**EXCERPTED DATA:**
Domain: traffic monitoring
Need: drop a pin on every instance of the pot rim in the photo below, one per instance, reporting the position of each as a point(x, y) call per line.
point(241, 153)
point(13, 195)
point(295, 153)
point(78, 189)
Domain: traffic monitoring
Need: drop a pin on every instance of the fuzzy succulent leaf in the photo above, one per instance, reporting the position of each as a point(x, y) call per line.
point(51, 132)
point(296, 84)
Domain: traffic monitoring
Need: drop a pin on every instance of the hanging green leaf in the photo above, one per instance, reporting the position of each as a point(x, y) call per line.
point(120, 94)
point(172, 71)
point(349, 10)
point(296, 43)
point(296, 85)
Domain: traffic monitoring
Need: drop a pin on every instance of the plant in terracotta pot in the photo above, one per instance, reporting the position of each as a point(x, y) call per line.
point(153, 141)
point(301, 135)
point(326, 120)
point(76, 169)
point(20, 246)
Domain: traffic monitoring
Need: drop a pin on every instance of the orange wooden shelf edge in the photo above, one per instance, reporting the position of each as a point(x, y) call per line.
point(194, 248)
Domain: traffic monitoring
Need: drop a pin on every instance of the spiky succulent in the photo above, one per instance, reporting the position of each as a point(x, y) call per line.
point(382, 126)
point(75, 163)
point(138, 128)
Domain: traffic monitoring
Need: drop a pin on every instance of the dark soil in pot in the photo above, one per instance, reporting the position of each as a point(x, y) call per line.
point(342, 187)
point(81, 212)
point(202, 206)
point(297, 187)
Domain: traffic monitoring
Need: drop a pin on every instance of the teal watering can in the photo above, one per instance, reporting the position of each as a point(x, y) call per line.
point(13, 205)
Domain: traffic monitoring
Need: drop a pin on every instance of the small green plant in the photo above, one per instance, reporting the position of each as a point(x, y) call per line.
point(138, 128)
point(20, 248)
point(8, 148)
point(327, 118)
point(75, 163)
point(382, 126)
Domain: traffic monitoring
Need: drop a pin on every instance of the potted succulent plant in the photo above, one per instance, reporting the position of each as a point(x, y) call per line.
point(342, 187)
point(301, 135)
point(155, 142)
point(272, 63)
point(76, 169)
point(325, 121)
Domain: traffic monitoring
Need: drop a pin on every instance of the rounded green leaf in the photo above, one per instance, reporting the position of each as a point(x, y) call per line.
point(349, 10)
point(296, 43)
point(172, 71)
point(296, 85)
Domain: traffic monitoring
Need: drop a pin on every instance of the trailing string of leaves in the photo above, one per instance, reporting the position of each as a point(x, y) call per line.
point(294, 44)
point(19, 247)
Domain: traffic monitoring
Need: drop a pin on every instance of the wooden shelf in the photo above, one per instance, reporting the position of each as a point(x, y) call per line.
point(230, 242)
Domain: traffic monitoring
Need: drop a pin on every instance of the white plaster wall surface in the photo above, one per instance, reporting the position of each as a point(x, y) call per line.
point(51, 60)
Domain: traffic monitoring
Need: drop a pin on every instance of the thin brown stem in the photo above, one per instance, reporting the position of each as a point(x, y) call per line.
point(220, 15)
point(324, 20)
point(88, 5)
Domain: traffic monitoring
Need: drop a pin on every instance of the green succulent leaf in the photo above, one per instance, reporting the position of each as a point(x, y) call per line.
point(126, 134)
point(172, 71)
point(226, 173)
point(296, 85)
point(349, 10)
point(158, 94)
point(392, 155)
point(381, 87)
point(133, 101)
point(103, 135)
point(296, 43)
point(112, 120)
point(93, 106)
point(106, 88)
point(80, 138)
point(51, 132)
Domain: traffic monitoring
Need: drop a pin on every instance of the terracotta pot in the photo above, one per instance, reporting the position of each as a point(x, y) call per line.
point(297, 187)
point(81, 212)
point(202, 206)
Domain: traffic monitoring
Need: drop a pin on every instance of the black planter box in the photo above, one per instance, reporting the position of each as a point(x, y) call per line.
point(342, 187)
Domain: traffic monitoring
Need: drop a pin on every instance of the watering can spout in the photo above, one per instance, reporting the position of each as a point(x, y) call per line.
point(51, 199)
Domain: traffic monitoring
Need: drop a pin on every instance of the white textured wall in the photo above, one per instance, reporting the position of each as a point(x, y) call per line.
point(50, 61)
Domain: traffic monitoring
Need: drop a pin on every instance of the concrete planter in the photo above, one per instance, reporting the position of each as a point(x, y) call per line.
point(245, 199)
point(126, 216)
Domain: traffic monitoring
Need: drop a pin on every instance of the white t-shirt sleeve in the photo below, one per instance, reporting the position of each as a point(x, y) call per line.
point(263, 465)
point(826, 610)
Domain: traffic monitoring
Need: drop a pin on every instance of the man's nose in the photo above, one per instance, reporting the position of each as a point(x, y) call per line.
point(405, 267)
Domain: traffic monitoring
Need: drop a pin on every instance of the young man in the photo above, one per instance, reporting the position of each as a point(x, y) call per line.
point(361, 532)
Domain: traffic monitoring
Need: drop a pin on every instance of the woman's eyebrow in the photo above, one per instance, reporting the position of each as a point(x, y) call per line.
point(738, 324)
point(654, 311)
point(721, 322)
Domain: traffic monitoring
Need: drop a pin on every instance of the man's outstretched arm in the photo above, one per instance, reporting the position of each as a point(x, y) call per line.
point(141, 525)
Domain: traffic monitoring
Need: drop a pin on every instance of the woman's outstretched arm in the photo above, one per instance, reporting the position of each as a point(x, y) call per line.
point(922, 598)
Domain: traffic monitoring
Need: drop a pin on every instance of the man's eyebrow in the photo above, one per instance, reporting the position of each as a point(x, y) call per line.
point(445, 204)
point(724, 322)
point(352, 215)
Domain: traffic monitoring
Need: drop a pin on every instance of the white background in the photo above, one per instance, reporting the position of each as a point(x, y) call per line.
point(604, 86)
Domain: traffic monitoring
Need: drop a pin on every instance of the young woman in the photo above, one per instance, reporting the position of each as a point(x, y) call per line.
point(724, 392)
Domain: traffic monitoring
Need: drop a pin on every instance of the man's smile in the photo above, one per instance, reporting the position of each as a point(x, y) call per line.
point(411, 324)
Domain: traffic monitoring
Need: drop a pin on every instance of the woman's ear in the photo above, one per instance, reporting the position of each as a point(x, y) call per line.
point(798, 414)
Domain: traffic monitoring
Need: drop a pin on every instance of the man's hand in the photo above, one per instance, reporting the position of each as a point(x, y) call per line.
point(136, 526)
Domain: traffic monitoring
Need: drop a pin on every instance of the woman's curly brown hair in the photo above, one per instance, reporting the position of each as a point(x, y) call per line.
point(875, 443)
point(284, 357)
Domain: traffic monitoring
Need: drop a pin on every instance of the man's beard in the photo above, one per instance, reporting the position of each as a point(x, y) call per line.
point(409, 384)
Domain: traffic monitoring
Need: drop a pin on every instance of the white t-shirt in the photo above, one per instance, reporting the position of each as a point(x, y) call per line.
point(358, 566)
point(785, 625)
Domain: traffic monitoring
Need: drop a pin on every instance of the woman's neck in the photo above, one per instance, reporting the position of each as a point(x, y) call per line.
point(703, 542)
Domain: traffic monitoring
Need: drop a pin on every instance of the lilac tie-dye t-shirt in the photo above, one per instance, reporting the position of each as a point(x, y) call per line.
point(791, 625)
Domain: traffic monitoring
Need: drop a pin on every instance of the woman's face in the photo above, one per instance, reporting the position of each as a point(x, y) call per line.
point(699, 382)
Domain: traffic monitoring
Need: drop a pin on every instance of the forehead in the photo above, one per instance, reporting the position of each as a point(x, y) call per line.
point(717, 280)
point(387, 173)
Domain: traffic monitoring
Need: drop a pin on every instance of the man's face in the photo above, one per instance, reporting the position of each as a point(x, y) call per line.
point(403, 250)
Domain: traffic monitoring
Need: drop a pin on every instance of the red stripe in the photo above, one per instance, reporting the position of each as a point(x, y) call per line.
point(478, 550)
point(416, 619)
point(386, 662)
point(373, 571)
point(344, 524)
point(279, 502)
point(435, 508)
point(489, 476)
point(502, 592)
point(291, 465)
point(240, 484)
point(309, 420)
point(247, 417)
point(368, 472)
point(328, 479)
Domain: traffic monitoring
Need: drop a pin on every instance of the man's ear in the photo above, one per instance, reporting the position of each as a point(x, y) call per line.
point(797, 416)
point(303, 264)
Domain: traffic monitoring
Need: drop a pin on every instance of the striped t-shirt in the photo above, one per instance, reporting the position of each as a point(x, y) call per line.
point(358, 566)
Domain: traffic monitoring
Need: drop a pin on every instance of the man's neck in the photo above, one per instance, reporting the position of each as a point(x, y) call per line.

**YOUR TASK:**
Which lines of the items above contain the word "young"? Select every such line and copy it.

**PROBLEM SOLUTION:**
Need: drop a pin on every instance of the young man in the photo above, one per instance, reporting the position of each as a point(x, y) call per line.
Need: drop a pin on every instance of the young woman in the photo above, one per instance, reporting the position of each as a point(x, y) call per line.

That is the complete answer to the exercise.